## Task:
The records below need to be restated word for word.

(Dataset records)
= Beginning of Section =

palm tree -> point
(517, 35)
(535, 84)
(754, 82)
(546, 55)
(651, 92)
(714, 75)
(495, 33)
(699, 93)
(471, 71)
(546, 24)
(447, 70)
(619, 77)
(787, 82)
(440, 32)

= End of Section =

## Finished exercise:
palm tree -> point
(517, 35)
(535, 84)
(754, 82)
(546, 55)
(651, 92)
(714, 75)
(495, 33)
(699, 93)
(471, 71)
(546, 24)
(447, 70)
(619, 77)
(787, 82)
(440, 32)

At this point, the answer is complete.